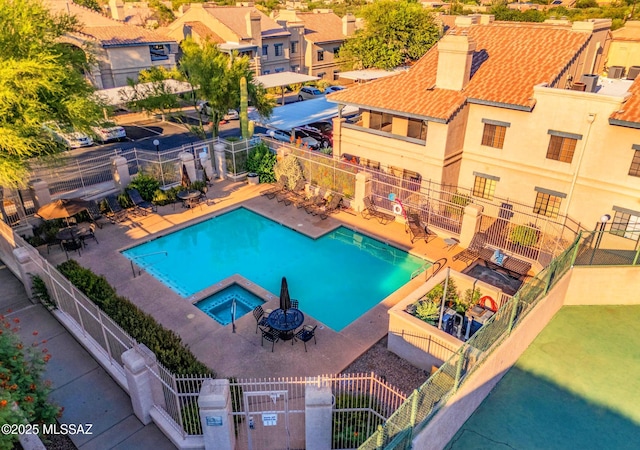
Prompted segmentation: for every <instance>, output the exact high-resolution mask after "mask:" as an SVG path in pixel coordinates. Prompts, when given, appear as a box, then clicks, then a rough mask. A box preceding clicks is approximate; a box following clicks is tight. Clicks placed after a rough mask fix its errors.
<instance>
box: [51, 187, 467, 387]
mask: <svg viewBox="0 0 640 450" xmlns="http://www.w3.org/2000/svg"><path fill="white" fill-rule="evenodd" d="M266 187H267V185H257V186H250V185H247V184H246V182H235V183H234V182H229V181H216V182H215V183H214V184H213V187H212V188H210V189H209V192H208V193H207V196H208V198H209V199H212V200H213V202H210V203H211V204H208V205H203V206H202V207H196V208H194V209H184V208H182V206H181V205H180V204H175V206H174V205H167V206H162V207H159V208H158V212H157V213H154V214H149V215H147V216H136V217H133V218H132V219H131V220H127V221H124V222H122V223H119V224H115V225H114V224H111V223H108V222H106V221H104V220H101V223H104V226H103V228H102V229H98V230H97V231H96V236H97V238H98V240H99V242H100V243H99V244H96V243H95V242H94V241H92V240H91V241H89V242H88V245H87V247H86V248H85V249H83V250H82V256H81V257H78V254H77V253H75V252H71V253H70V254H69V257H70V258H74V259H76V260H77V261H78V262H79V263H80V264H81V265H83V266H84V267H87V268H90V269H91V270H93V271H94V272H96V273H98V274H101V275H104V276H105V277H106V278H107V280H108V281H109V283H111V285H113V286H114V287H115V288H116V289H117V291H118V294H119V295H122V296H124V297H127V298H129V299H130V300H131V301H132V302H134V303H135V304H136V305H138V306H139V307H140V308H141V309H142V310H143V311H145V312H147V313H149V314H151V315H153V317H155V318H156V320H157V321H158V322H160V323H161V324H162V325H164V326H165V327H167V328H170V329H172V330H174V331H175V332H176V333H178V334H179V335H180V336H181V337H182V339H183V341H184V342H185V343H186V344H187V345H188V346H189V347H190V348H191V350H192V351H193V353H194V354H195V355H196V356H197V357H198V358H199V359H200V360H201V361H202V362H203V363H205V364H207V365H208V366H209V367H211V368H212V369H213V370H215V371H216V372H217V374H218V375H219V376H225V377H228V376H235V377H238V378H258V377H260V378H263V377H285V376H286V377H289V376H297V377H304V376H313V375H320V374H333V373H339V372H341V371H342V370H343V369H344V368H345V367H347V366H348V365H349V364H350V363H351V362H352V361H353V360H355V359H356V358H357V357H358V356H360V355H361V354H362V353H364V352H365V351H366V350H367V349H369V348H370V347H371V346H372V345H374V344H375V343H376V342H377V341H378V340H380V339H381V338H382V337H384V336H385V335H386V334H387V331H388V323H389V319H388V314H387V311H388V310H389V308H391V307H392V306H393V305H395V304H396V303H398V302H399V301H400V300H401V299H403V298H404V297H405V296H406V295H407V294H408V293H410V292H412V291H413V290H414V289H416V288H417V287H418V286H419V285H420V284H421V283H422V282H423V281H424V277H416V278H415V279H413V280H411V281H410V282H409V283H407V284H406V285H405V286H403V287H402V288H400V289H399V290H397V291H396V292H394V293H393V294H392V295H390V296H389V297H387V298H386V299H384V300H383V301H382V302H381V303H379V304H378V305H376V306H375V307H373V308H372V309H371V310H369V311H368V312H367V313H365V314H363V315H362V316H361V317H360V318H359V319H357V320H356V321H354V322H353V323H351V324H350V325H348V326H347V327H345V328H344V329H343V330H342V331H340V332H335V331H333V330H331V329H329V328H327V327H324V326H323V324H321V323H318V322H317V321H316V320H315V319H314V318H313V317H310V316H308V315H306V314H305V323H310V324H318V325H319V326H318V329H317V330H316V336H317V345H314V343H313V341H311V342H308V343H307V349H308V352H306V353H305V350H304V345H303V344H302V343H299V342H297V343H295V344H294V345H291V343H290V342H288V341H280V342H277V343H276V344H275V350H274V352H273V353H272V352H271V345H270V343H268V342H267V343H266V344H265V345H264V347H261V345H260V334H256V321H255V319H254V318H253V315H251V314H247V315H245V316H244V317H242V318H240V319H238V320H237V321H236V324H237V327H236V333H232V330H231V328H232V327H231V325H228V326H226V327H224V326H222V325H220V324H218V323H217V322H215V321H214V320H212V319H211V318H210V317H208V316H207V315H206V314H205V313H203V312H201V311H200V310H198V309H197V308H196V307H195V306H193V305H192V304H191V302H190V301H189V300H187V299H184V298H182V297H180V296H179V295H178V294H177V293H175V292H174V291H172V290H171V289H169V288H168V287H167V286H165V285H164V284H163V283H162V282H160V281H159V280H157V279H155V278H154V277H152V276H151V275H149V274H148V273H146V272H144V271H143V272H142V273H141V274H140V275H138V269H137V268H136V276H135V277H134V275H133V273H132V269H131V263H130V261H129V260H128V259H127V258H125V257H124V256H123V255H121V254H120V251H121V250H123V249H126V248H129V247H131V246H134V245H137V244H140V243H143V242H146V241H147V240H149V239H151V238H154V237H157V236H160V235H163V234H166V233H169V232H173V231H175V230H176V229H179V228H182V227H184V226H188V225H191V224H193V223H196V222H198V221H201V220H204V219H207V218H209V217H212V216H215V215H219V214H221V213H224V212H226V211H229V210H231V209H234V208H237V207H240V206H244V207H246V208H248V209H251V210H253V211H255V212H258V213H260V214H263V215H265V216H267V217H269V218H271V219H273V220H275V221H277V222H279V223H281V224H283V225H286V226H289V227H291V228H293V229H295V230H297V231H301V232H303V233H305V234H307V235H309V236H311V237H318V236H321V235H323V234H325V233H327V232H329V231H331V230H333V229H335V228H336V227H338V226H340V225H345V226H347V227H349V228H351V229H354V230H356V231H359V232H361V233H364V234H367V235H370V236H372V237H374V238H376V239H379V240H381V241H383V242H386V243H388V244H390V245H394V246H396V247H398V248H401V249H404V250H407V251H409V252H410V253H412V254H415V255H417V256H421V257H423V258H426V259H428V260H431V261H435V260H438V259H440V258H447V265H446V266H448V267H452V268H453V269H455V270H459V271H461V270H463V269H464V268H465V267H466V265H465V264H464V263H463V262H461V261H455V262H453V264H451V263H452V261H451V257H452V256H453V255H455V254H456V253H457V252H458V251H460V250H461V249H460V248H457V247H454V248H450V247H449V246H447V244H446V243H445V242H444V241H443V239H445V238H448V237H450V236H448V235H443V236H440V237H438V238H435V239H433V240H431V241H430V242H429V243H428V244H427V243H425V242H424V240H421V241H416V242H415V243H414V244H411V243H410V240H409V237H408V235H407V234H406V233H405V231H404V223H401V222H395V223H390V224H387V225H381V224H380V223H379V222H378V221H377V220H365V219H363V218H362V217H361V216H360V214H355V213H354V212H353V211H340V212H339V213H337V214H334V215H332V216H330V217H329V218H327V219H326V220H321V219H320V217H318V216H312V215H310V214H307V213H305V211H304V209H297V208H296V207H295V206H294V205H289V206H285V205H284V204H283V203H278V202H277V201H276V200H275V199H273V200H269V199H267V198H266V197H264V196H261V195H259V193H260V191H262V190H264V189H266ZM220 238H221V239H224V236H221V237H220ZM40 252H41V254H42V255H43V256H44V257H46V258H47V259H48V260H49V261H50V262H51V263H52V264H54V265H55V264H59V263H60V262H63V261H64V260H65V254H64V252H63V251H62V250H60V249H57V248H55V249H54V248H51V251H50V254H47V251H46V246H44V247H40ZM183 264H185V265H188V264H189V261H184V262H183ZM339 264H340V262H339V261H336V266H335V267H328V268H327V272H326V273H319V274H316V275H317V276H318V277H322V278H324V279H326V280H328V282H336V283H339V282H340V280H341V279H343V278H344V277H345V276H346V277H348V273H349V271H351V270H354V268H352V267H340V265H339ZM193 270H194V271H199V270H205V268H202V267H193ZM356 270H357V269H356ZM273 294H275V296H274V299H273V300H270V301H269V302H268V303H266V304H265V305H264V308H265V309H266V308H272V309H275V308H277V307H278V298H277V294H278V293H273ZM303 312H304V310H303Z"/></svg>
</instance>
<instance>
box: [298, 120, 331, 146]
mask: <svg viewBox="0 0 640 450" xmlns="http://www.w3.org/2000/svg"><path fill="white" fill-rule="evenodd" d="M297 130H299V131H300V132H301V133H305V134H306V135H308V136H310V137H312V138H314V139H315V140H316V141H318V142H319V143H320V144H319V147H322V148H327V147H333V133H331V132H330V133H329V134H325V133H323V132H322V131H321V130H319V129H318V128H315V127H312V126H310V125H304V126H301V127H298V128H297Z"/></svg>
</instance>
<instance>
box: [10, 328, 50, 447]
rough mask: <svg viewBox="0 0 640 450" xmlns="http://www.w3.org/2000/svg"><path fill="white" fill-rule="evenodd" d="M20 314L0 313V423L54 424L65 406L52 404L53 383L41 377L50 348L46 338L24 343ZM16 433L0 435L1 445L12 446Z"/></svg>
mask: <svg viewBox="0 0 640 450" xmlns="http://www.w3.org/2000/svg"><path fill="white" fill-rule="evenodd" d="M19 323H20V319H18V318H17V317H14V318H9V317H6V316H4V315H0V423H3V424H33V423H54V422H55V420H56V418H57V417H58V416H59V415H60V414H61V412H62V409H61V408H59V407H58V406H56V405H53V404H51V403H49V401H48V396H49V393H50V392H51V384H50V383H49V382H48V381H43V380H42V374H43V372H44V367H45V364H46V363H47V361H49V359H50V358H51V355H50V354H49V351H48V350H47V349H46V348H44V347H42V346H43V345H44V344H46V340H39V339H37V337H36V336H38V332H37V331H33V333H32V334H33V336H34V337H35V339H36V340H35V342H34V343H33V344H32V345H30V346H29V345H26V346H25V345H24V344H23V342H22V341H21V340H20V338H19V337H18V334H17V332H18V324H19ZM17 439H18V435H17V434H0V448H11V447H12V443H13V442H15V441H17Z"/></svg>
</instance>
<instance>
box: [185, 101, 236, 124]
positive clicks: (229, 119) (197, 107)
mask: <svg viewBox="0 0 640 450" xmlns="http://www.w3.org/2000/svg"><path fill="white" fill-rule="evenodd" d="M196 108H197V109H198V111H200V112H201V113H203V114H205V115H207V116H211V112H212V111H211V107H210V106H209V102H208V101H206V100H200V101H199V102H198V104H197V106H196ZM222 119H223V120H238V119H240V114H239V113H238V111H236V110H235V109H230V110H229V111H227V113H226V114H225V115H224V116H222Z"/></svg>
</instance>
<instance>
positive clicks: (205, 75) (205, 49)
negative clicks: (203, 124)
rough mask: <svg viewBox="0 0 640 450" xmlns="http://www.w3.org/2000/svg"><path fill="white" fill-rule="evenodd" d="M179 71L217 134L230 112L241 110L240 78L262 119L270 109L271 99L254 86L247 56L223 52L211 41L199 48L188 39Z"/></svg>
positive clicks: (217, 133)
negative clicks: (223, 120)
mask: <svg viewBox="0 0 640 450" xmlns="http://www.w3.org/2000/svg"><path fill="white" fill-rule="evenodd" d="M181 47H182V59H181V60H180V71H181V72H182V73H183V74H184V77H185V78H186V80H187V81H188V82H189V83H190V84H191V86H193V89H194V91H195V92H196V97H197V98H198V99H201V100H206V101H207V102H208V104H209V112H210V114H211V122H212V132H213V135H214V136H217V135H218V126H219V123H220V121H221V120H222V118H223V116H224V115H225V114H226V113H227V111H228V110H230V109H236V110H237V109H238V108H239V107H240V79H241V78H242V77H245V78H246V80H247V94H248V98H249V103H250V104H251V105H253V106H254V107H255V108H256V109H257V111H258V113H260V115H262V116H263V117H268V116H269V115H270V114H271V111H272V110H273V100H271V99H270V98H268V97H267V95H266V94H267V91H266V89H264V87H262V85H259V84H256V83H253V82H252V80H253V71H252V70H251V68H250V66H249V58H248V57H246V56H243V57H239V56H237V55H231V56H229V55H227V54H226V53H222V52H221V51H220V50H219V49H218V47H217V45H216V44H215V43H213V42H210V41H206V42H204V43H203V44H202V46H200V45H198V44H197V43H196V42H194V41H193V40H191V39H187V40H185V41H184V42H183V43H182V44H181Z"/></svg>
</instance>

◆ ◆ ◆ ◆

> [EXERCISE OBJECTIVE]: From the entries above, restate word for word the lines from the line containing "negative clicks: (203, 124)" to the line containing "positive clicks: (217, 133)", both ends included, and nothing more.

> [RESPONSE TO THIS EXERCISE]:
negative clicks: (203, 124)
rough mask: <svg viewBox="0 0 640 450" xmlns="http://www.w3.org/2000/svg"><path fill="white" fill-rule="evenodd" d="M179 71L217 134L230 112L241 110L240 78L262 119L270 109L271 99L254 86L247 56L223 52L211 41L199 48L188 39Z"/></svg>
positive clicks: (217, 133)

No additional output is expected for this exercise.